Exercise requirements:
1. In the Jerusalem travel account, which section of the Ramparts Walk does the narrator choose?
2. Please duplicate the part of the Jerusalem travel account that starts at the words "It’s the first" and stops after "will be amazing.".

____ Excerpt

“Ok, I’ve got my purse, my sandwich and water bottle, my phone, my key, my Rav-Kav (bus pass). I think I’m all set.” I take a deep breath and head for the door of my tiny Jerusalem apartment. Bright sun, blue sky— it’s a beautiful November day. My husband left in the dark early this morning, taking our rental car with him back to the airport. His flight was booked with points and mine on a seat sale with a different airline. Our arrival and departure times didn’t perfectly align, and I now have three days ahead of me to explore this holy city alone. We had toured together all the way from Dan in the north to Eilat, which sits on the shores of the Red Sea at the southernmost tip of Israel. Celebrating our 20th anniversary a few months early with this big trip, we had covered a lot of ground in two weeks. But public transit is all I need now that I’m in Jerusalem.
It’s the first time I’ve ridden the bus alone, but I know my way. First to the train station. Then the train will take me all the way down Jaffa Street. I know where to get off. From there, it’s just a short walk to the wall of the Old City. I’ll go in Jaffa Gate and follow the signs for the “Ramparts Walk.” That’s what I have planned for this morning. I am going to walk along the top of the wall of the Old City. The views will be amazing.
“Hmm, which direction do I want to go? The north side walk or the south side walk?” I wonder as I make my way to the ticket booth just inside Jaffa Gate. I purchase my ticket and ascend the steps, deciding on the longer walk, the north side, which will take me around the Christian and Arab quarters of the Old City. From the narrow pathway atop the wall, there are photo worthy views in all directions. There are also lots of tourists milling about, but I appear to be the only solo traveller.
I round a corner to see a couple just a short distance ahead of me. The husband is standing with a small book in one hand as he holds his other hand outstretched beyond the wall. He appears to be reading aloud from the book, or perhaps he’s praying. Or perhaps it’s both. They smile as I approach, having to make way for me in this narrow space. “Good morning,” I say.
“Good morning,” they both reply in heavy Dutch accents.
Recognition dawns on me. “Were you at Jerusalem Baptist Church yesterday morning?” I ask. I’m sure they are the couple from Holland that stood to introduce themselves during the worship service, as we all did, who were visitors.
“Yes. We were there.”
I knew it.
“We’re reading scripture over the city today.” They felt called to play the part of the watchmen the prophet Isaiah wrote about: “I have set watchmen upon thy walls, O Jerusalem, which shall never hold their peace day nor night…” (Isaiah 62:6 KJV).
After our little chat and well wishes to one another, I continue my walk, already feeling less alone. I can see further up ahead that there is some construction happening on the wall. I pass by a small group of men working on the repairs. I smile and greet them simply in Hebrew. “Shalom. Ma schlomcha (Hello. How are you)?” One fellow in a ball cap and dirty white work pants is kneeling by a bucket of wet mortar, his tools in hand. He smiles, his grin wrinkling his swarthy face. He’s probably been working in the hot sun for many years.

________
____ Information

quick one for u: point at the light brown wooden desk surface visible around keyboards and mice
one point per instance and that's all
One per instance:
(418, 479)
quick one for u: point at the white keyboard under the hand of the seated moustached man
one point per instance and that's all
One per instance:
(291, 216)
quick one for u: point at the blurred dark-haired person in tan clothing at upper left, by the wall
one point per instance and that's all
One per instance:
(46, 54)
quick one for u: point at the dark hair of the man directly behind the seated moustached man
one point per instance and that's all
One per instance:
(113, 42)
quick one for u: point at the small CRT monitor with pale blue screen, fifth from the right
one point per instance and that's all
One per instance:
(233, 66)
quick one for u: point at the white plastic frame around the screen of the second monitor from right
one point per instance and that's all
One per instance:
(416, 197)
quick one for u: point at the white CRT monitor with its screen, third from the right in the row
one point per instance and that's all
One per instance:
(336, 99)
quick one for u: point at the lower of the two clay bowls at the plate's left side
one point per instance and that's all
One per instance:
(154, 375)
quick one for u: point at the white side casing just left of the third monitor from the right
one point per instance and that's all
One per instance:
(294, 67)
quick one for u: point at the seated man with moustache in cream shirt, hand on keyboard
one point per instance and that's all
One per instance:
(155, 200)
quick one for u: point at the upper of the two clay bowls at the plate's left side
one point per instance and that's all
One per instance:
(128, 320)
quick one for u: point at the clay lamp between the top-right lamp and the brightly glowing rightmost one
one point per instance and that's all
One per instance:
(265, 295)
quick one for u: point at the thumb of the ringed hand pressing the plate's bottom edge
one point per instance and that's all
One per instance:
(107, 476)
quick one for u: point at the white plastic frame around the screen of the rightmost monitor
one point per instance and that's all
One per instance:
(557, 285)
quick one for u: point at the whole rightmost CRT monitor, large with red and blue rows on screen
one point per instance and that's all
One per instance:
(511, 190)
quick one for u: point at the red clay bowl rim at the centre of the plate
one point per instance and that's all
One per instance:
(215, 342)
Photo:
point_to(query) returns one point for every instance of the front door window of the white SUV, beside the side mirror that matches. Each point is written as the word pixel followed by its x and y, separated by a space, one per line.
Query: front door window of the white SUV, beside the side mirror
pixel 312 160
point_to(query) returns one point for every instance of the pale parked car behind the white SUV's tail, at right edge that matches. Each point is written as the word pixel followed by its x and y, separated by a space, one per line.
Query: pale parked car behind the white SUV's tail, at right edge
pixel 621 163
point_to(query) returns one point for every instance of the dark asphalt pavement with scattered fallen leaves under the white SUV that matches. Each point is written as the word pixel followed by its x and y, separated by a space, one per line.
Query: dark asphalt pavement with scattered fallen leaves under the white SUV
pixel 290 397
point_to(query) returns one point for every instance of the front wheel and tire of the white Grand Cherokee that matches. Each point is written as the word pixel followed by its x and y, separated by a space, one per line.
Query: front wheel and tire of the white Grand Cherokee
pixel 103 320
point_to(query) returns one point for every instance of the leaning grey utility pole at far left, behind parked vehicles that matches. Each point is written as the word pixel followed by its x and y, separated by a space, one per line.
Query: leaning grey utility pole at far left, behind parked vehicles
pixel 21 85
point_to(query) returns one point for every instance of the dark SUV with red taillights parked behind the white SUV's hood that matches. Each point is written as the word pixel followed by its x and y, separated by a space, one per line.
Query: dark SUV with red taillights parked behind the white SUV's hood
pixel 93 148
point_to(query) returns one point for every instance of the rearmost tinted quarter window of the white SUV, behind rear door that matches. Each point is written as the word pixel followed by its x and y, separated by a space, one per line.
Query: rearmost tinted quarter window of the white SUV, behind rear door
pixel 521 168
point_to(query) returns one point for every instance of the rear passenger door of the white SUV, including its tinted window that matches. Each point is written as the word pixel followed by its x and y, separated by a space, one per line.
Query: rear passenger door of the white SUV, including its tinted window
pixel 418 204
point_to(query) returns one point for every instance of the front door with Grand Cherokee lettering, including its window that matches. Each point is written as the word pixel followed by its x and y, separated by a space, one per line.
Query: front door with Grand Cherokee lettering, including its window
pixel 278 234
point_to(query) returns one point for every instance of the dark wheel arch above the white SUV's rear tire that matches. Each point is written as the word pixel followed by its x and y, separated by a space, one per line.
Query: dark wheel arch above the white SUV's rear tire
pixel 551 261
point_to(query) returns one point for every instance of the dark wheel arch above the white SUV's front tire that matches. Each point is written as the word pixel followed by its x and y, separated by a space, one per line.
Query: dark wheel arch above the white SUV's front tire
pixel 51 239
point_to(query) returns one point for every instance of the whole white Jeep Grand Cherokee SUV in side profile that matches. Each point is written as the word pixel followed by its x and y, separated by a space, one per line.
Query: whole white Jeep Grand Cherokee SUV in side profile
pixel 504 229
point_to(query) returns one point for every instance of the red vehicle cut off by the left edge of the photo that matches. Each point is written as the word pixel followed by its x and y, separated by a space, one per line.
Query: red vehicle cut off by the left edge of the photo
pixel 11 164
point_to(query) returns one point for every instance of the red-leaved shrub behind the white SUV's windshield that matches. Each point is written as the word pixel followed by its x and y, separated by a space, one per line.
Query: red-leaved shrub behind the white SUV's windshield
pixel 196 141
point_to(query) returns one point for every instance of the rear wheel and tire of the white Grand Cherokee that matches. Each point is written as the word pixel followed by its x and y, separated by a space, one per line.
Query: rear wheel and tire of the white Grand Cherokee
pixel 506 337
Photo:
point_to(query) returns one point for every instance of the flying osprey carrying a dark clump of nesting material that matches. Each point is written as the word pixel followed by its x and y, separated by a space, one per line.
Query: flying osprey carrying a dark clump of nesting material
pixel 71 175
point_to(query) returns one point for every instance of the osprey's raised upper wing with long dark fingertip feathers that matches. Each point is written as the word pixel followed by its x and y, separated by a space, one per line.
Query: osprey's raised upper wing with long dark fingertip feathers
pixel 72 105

________
____ Information

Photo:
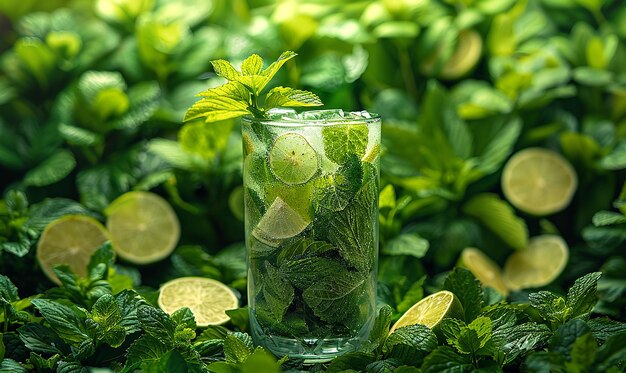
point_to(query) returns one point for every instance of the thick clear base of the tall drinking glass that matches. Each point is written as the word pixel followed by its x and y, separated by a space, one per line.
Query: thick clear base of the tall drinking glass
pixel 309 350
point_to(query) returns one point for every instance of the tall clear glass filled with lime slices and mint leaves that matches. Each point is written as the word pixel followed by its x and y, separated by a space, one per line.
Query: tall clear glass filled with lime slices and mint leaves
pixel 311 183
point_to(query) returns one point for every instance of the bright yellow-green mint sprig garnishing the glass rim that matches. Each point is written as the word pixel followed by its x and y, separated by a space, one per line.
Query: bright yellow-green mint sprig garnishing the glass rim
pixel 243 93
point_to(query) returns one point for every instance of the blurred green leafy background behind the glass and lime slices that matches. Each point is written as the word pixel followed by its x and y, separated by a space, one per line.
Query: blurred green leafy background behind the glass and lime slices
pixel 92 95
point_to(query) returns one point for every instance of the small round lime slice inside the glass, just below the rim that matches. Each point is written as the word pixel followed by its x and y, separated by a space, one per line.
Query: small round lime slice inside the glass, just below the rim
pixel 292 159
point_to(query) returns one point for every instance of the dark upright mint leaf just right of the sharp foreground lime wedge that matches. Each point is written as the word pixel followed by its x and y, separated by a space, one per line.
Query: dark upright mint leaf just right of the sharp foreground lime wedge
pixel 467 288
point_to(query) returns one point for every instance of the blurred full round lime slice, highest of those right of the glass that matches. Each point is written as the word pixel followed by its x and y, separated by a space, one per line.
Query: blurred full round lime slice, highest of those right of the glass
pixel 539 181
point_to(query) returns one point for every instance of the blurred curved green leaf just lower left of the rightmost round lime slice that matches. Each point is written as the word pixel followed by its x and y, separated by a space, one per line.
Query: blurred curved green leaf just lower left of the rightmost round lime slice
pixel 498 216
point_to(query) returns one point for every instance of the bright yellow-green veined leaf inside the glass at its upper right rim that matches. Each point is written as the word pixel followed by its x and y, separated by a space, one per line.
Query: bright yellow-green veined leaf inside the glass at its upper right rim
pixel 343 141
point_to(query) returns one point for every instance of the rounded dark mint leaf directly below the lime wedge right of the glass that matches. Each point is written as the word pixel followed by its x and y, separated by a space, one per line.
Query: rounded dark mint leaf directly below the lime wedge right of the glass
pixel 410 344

________

Solutions by task:
1. The north side, which is the longer walk.

2.
It’s the first time I’ve ridden the bus alone, but I know my way. First to the train station. Then the train will take me all the way down Jaffa Street. I know where to get off. From there, it’s just a short walk to the wall of the Old City. I’ll go in Jaffa Gate and follow the signs for the “Ramparts Walk.” That’s what I have planned for this morning. I am going to walk along the top of the wall of the Old City. The views will be amazing.